• Given task: Check each statement against the page below on the cleanConditionally method, and answer yes or no with the deciding words quoted: 1. The method goes through the matching tags from last to first. 2. A node is removed when its weight plus its content score is above zero. 3. The method stops right away if the clean-conditionally flag is not active.

• Quoted passage:
▼

Readability\Readability::cleanConditionally PHP Method

cleanConditionally() public method

"Fishy" is an algorithm based on content length, classnames, link density, number of images & embeds, etc.
public cleanConditionally ( DOMElement $e, string $tag )
$e DOMElement
$tag string
    public function cleanConditionally($e, $tag)
    {
        if (!$this->flagIsActive(self::FLAG_CLEAN_CONDITIONALLY)) {
            return;
        }
        $tagsList = $e->getElementsByTagName($tag);
        $curTagsLength = $tagsList->length;
        $node = null;
        /*
         * Gather counts for other typical elements embedded within.
         * Traverse backwards so we can remove nodes at the same time without effecting the traversal.
         *
         * TODO: Consider taking into account original contentScore here.
         */
        for ($i = $curTagsLength - 1; $i >= 0; --$i) {
            $node = $tagsList->item($i);
            $weight = $this->getWeight($node);
            $contentScore = $node->hasAttribute('readability') ? (int) $node->getAttribute('readability') : 0;
            $this->logger->debug('Start conditional cleaning of ' . $node->getNodePath() . ' (class=' . $node->getAttribute('class') . '; id=' . $node->getAttribute('id') . ')' . ($node->hasAttribute('readability') ? ' with score ' . $node->getAttribute('readability') : ''));
            if ($weight + $contentScore < 0) {
                $this->logger->debug('Removing...');
                $node->parentNode->removeChild($node);
            } elseif ($this->getCommaCount($this->getInnerText($node)) < self::MIN_COMMAS_IN_PARAGRAPH) {
                /*
                 * If there are not very many commas, and the number of
                 * non-paragraph elements is more than paragraphs or other ominous signs, remove the element.

▲

• Extracted material:
▼

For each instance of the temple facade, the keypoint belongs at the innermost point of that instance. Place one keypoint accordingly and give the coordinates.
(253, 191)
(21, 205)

▲
▼

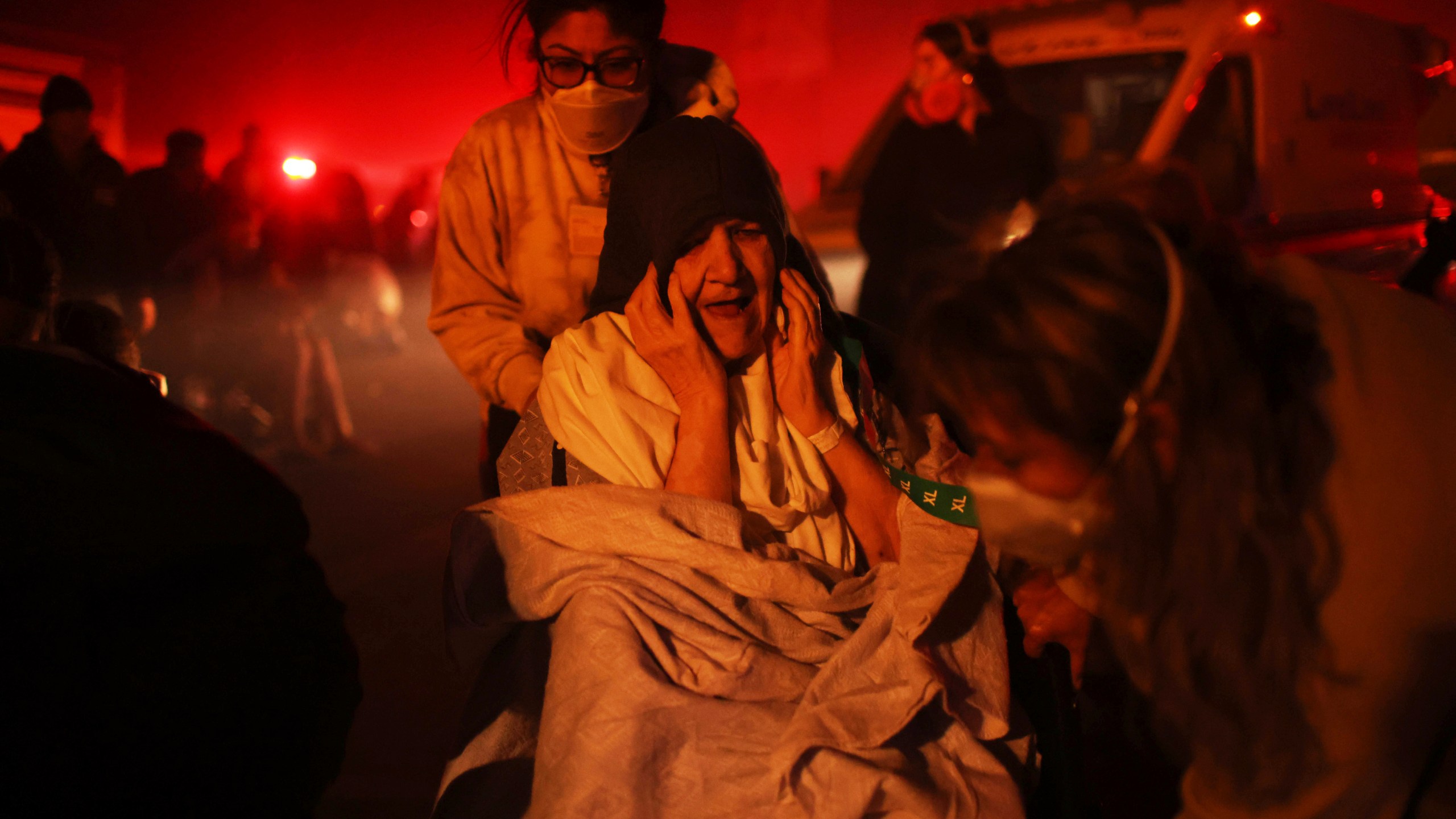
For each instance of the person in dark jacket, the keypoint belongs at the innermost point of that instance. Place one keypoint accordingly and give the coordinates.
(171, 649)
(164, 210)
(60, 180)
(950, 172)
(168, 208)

▲
▼

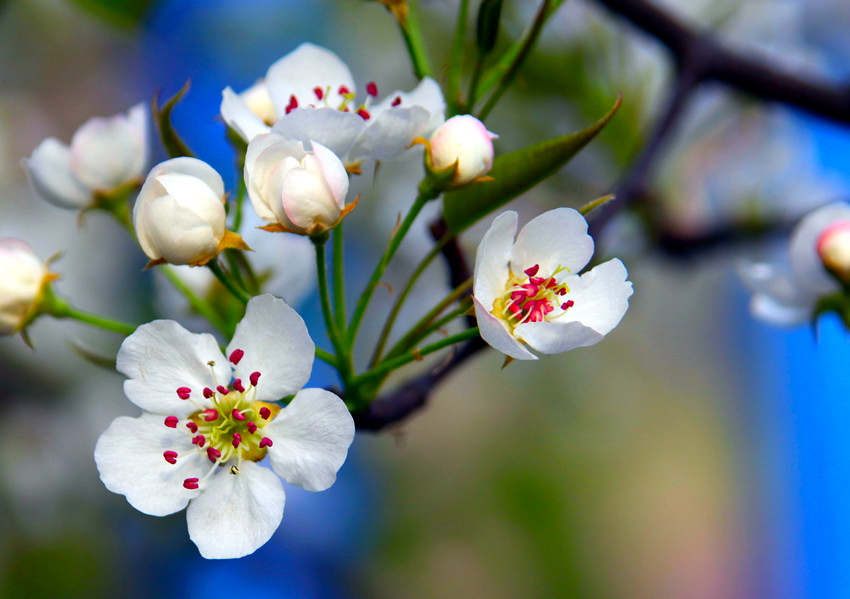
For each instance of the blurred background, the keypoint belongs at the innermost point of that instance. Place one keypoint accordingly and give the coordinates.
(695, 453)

▲

• Result of the task:
1. Yes: "Traverse backwards so we can remove nodes at the same time"
2. No: "if ($weight + $contentScore < 0) {"
3. Yes: "if (!$this->flagIsActive(self::FLAG_CLEAN_CONDITIONALLY)) {" followed by "return;"